◆ **PROBLEM DETAILS**: Write out the data below in full. Keep it exact.

◆ **EXCERPTED RECORDS**:
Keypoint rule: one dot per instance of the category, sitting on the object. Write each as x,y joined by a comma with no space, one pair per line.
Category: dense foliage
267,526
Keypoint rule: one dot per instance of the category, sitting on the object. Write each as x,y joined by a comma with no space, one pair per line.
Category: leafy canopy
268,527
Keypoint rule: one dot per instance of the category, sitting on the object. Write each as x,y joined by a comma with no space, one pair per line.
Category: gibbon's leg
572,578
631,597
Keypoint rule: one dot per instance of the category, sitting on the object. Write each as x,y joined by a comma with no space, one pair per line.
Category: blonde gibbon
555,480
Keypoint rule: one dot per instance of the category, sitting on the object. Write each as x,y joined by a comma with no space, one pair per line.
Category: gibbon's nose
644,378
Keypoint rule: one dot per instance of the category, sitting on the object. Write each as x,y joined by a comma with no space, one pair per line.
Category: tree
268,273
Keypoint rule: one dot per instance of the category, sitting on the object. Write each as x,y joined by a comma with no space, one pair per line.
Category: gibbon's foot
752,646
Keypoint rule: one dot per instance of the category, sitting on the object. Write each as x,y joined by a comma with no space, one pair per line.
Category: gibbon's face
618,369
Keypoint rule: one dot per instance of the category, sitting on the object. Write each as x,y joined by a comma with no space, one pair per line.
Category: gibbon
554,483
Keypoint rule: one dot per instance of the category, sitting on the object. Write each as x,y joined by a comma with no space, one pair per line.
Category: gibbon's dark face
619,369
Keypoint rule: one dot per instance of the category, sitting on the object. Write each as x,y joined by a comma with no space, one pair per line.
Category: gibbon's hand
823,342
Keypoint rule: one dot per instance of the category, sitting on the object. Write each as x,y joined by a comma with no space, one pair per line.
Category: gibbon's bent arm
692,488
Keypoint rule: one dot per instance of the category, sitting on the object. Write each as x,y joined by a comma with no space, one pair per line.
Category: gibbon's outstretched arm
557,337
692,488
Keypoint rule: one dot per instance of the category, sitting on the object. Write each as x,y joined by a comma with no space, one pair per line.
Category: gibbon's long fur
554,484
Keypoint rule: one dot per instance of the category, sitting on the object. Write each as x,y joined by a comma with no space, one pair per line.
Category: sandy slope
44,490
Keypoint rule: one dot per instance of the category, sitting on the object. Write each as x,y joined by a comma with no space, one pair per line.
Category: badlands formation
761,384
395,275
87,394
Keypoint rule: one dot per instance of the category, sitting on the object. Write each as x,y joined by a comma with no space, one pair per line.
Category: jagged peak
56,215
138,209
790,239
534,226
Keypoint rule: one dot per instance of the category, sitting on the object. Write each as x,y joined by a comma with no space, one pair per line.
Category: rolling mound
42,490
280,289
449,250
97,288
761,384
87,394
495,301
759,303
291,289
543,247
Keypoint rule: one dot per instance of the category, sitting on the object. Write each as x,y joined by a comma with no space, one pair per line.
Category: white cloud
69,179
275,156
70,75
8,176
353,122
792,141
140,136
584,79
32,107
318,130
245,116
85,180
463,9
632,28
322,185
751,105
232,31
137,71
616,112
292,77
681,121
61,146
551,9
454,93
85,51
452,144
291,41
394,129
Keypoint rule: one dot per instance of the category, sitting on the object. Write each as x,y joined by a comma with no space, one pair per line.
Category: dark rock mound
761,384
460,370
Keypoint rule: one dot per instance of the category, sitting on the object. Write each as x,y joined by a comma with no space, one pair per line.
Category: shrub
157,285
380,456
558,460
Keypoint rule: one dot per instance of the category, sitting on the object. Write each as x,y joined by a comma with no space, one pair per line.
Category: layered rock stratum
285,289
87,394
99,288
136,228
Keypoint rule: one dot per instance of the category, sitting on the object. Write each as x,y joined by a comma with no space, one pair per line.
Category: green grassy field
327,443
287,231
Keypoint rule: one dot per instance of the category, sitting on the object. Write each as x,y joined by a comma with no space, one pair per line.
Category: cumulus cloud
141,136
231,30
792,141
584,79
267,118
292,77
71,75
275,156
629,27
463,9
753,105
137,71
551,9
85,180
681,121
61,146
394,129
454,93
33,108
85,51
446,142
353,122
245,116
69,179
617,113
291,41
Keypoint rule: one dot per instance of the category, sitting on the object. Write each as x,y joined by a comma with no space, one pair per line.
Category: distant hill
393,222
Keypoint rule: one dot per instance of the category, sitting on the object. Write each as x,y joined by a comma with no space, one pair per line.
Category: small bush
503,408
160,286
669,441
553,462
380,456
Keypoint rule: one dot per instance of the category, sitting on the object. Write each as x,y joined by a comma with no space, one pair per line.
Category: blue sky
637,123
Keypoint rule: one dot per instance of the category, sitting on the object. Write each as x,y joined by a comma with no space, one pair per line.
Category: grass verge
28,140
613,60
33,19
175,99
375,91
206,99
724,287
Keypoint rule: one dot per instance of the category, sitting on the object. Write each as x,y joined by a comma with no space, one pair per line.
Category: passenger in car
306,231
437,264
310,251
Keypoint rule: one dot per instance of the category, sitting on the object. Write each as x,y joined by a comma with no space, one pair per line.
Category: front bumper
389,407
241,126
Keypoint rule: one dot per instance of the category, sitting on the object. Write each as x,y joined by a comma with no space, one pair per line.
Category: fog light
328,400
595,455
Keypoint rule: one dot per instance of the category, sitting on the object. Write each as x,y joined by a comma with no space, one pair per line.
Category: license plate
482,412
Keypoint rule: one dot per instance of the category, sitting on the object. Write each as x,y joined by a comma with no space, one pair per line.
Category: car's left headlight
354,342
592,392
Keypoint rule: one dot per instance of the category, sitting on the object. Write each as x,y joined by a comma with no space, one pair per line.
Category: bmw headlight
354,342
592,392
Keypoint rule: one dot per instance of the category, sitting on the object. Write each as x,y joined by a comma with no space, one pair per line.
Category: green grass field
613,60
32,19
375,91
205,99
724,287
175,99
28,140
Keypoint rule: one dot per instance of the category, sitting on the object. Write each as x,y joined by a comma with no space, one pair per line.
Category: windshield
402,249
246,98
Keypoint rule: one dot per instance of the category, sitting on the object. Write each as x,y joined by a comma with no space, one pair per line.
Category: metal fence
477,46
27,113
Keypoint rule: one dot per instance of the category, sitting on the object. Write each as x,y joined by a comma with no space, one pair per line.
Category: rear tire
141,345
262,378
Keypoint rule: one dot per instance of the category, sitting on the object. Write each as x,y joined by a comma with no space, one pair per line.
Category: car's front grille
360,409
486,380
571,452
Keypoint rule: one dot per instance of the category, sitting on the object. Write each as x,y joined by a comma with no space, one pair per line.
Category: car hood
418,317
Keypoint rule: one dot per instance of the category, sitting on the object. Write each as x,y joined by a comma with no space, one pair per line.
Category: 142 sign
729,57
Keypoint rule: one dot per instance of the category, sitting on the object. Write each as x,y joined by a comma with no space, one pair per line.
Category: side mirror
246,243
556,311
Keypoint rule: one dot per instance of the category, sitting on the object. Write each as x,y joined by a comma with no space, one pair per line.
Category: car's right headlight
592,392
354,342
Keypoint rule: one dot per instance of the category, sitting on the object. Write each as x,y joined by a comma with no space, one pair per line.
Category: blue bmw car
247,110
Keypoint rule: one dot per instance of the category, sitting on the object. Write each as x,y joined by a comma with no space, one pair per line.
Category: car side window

◆ **TASK RESPONSE**:
Keypoint rule: one dot per instance of the category, sitting on the object. Write each as x,y joined by a comma with no space, one pair per line.
Category: dense foliage
267,526
Keypoint rule: one dot per instance of the category, sitting on the object. Write each as x,y joined by a comma with no space, one pair per line.
Category: leafy canopy
268,527
Keypoint rule: one dot per instance of the category, sitting on the object. Write each as x,y joined by a comma with no space, one pair per line.
Category: gibbon's leg
572,578
631,597
Keypoint rule: one dot per instance of the category, sitting on the object. Write each as x,y joined by a comma with no space, one pair per line.
Category: blonde gibbon
555,480
Keypoint rule: one dot per instance of the category, sitting on the object. Write each as x,y joined by a comma with no space, one pair per line.
Category: gibbon's nose
644,378
Keypoint rule: one dot per instance of the category, sitting on the object. Write each as x,y joined by a comma with no space, one pair per line.
Category: tree
268,273
Keypoint rule: one dot per instance of the category, sitting on the object. Write each as x,y joined by a comma with no space, one pair per line.
Category: gibbon's foot
752,646
Keypoint rule: one dot per instance of the category, sitting on the object. Write each as x,y joined by a comma with no space, one pair per line.
Category: gibbon's face
618,369
Keypoint rule: one dot per instance of the category, sitting on the object. Write each as x,y joined by a comma with no space, one pair per line.
Category: gibbon
554,483
Keypoint rule: one dot per instance of the category, sitting on the object. Write each as x,y joined by a comma with no space, one pair per line.
Category: gibbon's dark face
619,369
Keypoint rule: one dot per instance of the category, sitting on the object. Write each as x,y joined by a comma with no space, one pair per line.
Category: gibbon's hand
823,342
Keypoint rule: one dot per instance of the category, sitting on the object. Write each as x,y joined by a comma with no space, one pair per line.
Category: gibbon's bent arm
692,488
Keypoint rule: one dot per instance of the category, sitting on the object. Write each as x,y joined by a comma with no space, one pair per line.
Category: gibbon's outstretched arm
557,337
692,488
Keypoint rule: one dot per instance of the category, sitting on the object. Write each as x,y joined by a comma with no space, one pair per line.
Category: gibbon's long fur
554,484
Keypoint rule: one dot per instance of the category, sitting on the object. Write each as x,y joined by a comma with no space, one pair per line.
Category: sandy slope
44,490
Keypoint rule: one dot per instance of the category, sitting on the object. Write each as x,y joined by a comma with no space, one pair per line.
Category: badlands formation
761,384
395,275
87,394
Keypoint rule: one dot per instance of the category, sitting on the object. Write each as x,y joined by a comma with no space, one pair per line.
Category: jagged peak
56,215
138,209
790,239
534,226
Keypoint rule: one dot per instance of the category, sitting on the object. Write each as x,y joined by a comma with no space, one pair per line.
Category: rolling mound
42,490
280,289
449,250
97,288
761,384
87,394
495,301
759,303
291,289
543,247
Keypoint rule: one dot per instance of the category, sitting on the object. Write each as x,y joined by a comma with no space, one pair per line.
Category: white cloud
69,179
275,156
70,75
8,176
353,122
792,141
140,136
584,79
32,107
318,130
245,116
85,180
463,9
632,28
322,185
751,105
232,31
137,71
616,112
292,77
681,121
61,146
551,9
454,93
85,51
452,144
291,41
394,129
Keypoint rule: one dot per instance of the category, sitting on the object. Write each as x,y joined by a comma with no space, one pair per line.
Category: dark rock mound
761,384
460,370
Keypoint rule: one dot per instance of the category, sitting on the object. Write each as x,y joined by a comma with no space, one pair per line.
Category: shrub
157,285
380,456
558,460
Keypoint rule: one dot per instance of the category, sitting on the object. Write each as x,y joined by a comma with no space, one pair per line.
Category: layered rock stratum
285,289
87,394
99,288
136,228
Keypoint rule: one dot per instance of the category, sitting on the object. Write each as x,y joined by a comma with no space, one pair per line.
Category: green grassy field
327,443
287,231
Keypoint rule: one dot per instance of the category, sitting on the object. Write each as x,y joined by a comma with no space, one pair per line.
Category: cumulus cloud
141,136
231,30
792,141
584,79
267,118
292,77
71,75
275,156
629,27
463,9
753,105
137,71
551,9
85,180
681,121
61,146
394,129
454,93
33,108
85,51
446,142
353,122
245,116
69,179
617,113
291,41
Keypoint rule: one dot per instance of the category, sitting on the object. Write each as x,y joined by a comma with no space, one pair per line.
Category: distant hill
393,222
Keypoint rule: one dot per instance of the category, sitting on the object. Write each as x,y joined by a comma with no space, one pair per line.
Category: small bush
503,408
160,286
669,441
553,462
380,456
Keypoint rule: one dot per instance of the category, sitting on the object. Write each as x,y joined by a comma with no space, one pair per line.
Category: blue sky
637,123
Keypoint rule: one dot per instance of the category, sitting on the object. Write each as x,y joined by a comma with no space, one pair per line.
Category: grass verge
28,140
613,60
33,19
175,99
375,91
206,99
724,287
Keypoint rule: one dot per instance of the category, sitting on the object. Write each as x,y joined by a comma with no space, one pair per line.
Category: passenger in car
306,231
437,264
310,251
Keypoint rule: one dot per instance of the category, sitting on the object. Write each as x,y joined by a comma with no space, one pair per line.
Category: front bumper
389,407
241,126
Keypoint rule: one dot per instance of the category, sitting on the object. Write each as x,y joined by a comma with no space, one pair per line.
Category: fog light
328,400
595,455
Keypoint rule: one dot per instance of the category, sitting on the object. Write each as x,y joined by a comma with no space, one pair per line.
Category: license plate
482,412
Keypoint rule: one dot per instance of the category, sitting on the object. Write each as x,y joined by a comma with no space, one pair per line.
Category: car's left headlight
354,342
592,392
Keypoint rule: one dot per instance of the category, sitting on the object. Write each as x,y joined by a comma with no space, one pair per line.
Category: bmw headlight
354,342
592,392
Keypoint rule: one dot per instance of the category, sitting on the object. Write each as x,y joined by a comma with no space, one pair per line.
Category: green grass field
613,60
32,19
375,91
205,99
724,287
175,99
28,140
Keypoint rule: one dot per instance of the category, sitting on the object. Write each as x,y joined by a comma with no space, one pair per line.
Category: windshield
402,249
246,98
Keypoint rule: one dot per instance of the category, sitting on the object. Write each as x,y joined by a comma with no space, one pair per line.
Category: metal fence
477,46
27,113
Keypoint rule: one dot per instance of the category, sitting on the object. Write each as x,y joined by a comma with no space, one pair per line.
Category: rear tire
141,345
262,378
Keypoint rule: one dot per instance of the category, sitting on the object. Write each as x,y joined by a comma with no space, one pair per line.
Category: car's front grille
360,409
486,380
571,452
Keypoint rule: one dot per instance of the category, sitting on the object. Write each as x,y joined by a comma with no space, one pair per line.
Category: car hood
418,317
Keypoint rule: one dot per instance of the category, sitting on the object. Write each as x,y joined by a comma with no space, one pair per line.
Category: 142 sign
729,57
Keypoint rule: one dot per instance of the category, sitting on the object. Write each as x,y joined by a comma with no space, one pair per line.
Category: side mirror
246,243
556,311
Keypoint rule: one dot per instance of the category, sitting on the object. Write each as x,y joined by a comma with no space, one pair per line.
Category: car's right headlight
592,392
354,342
Keypoint rule: one dot per instance of the category, sitting on the object. Write each as x,y joined by a comma with no space, one pair per line.
Category: blue bmw car
247,110
Keypoint rule: one dot per instance of the category, sitting on the object. Write each as x,y joined by a comma with no space, one pair per line.
Category: car side window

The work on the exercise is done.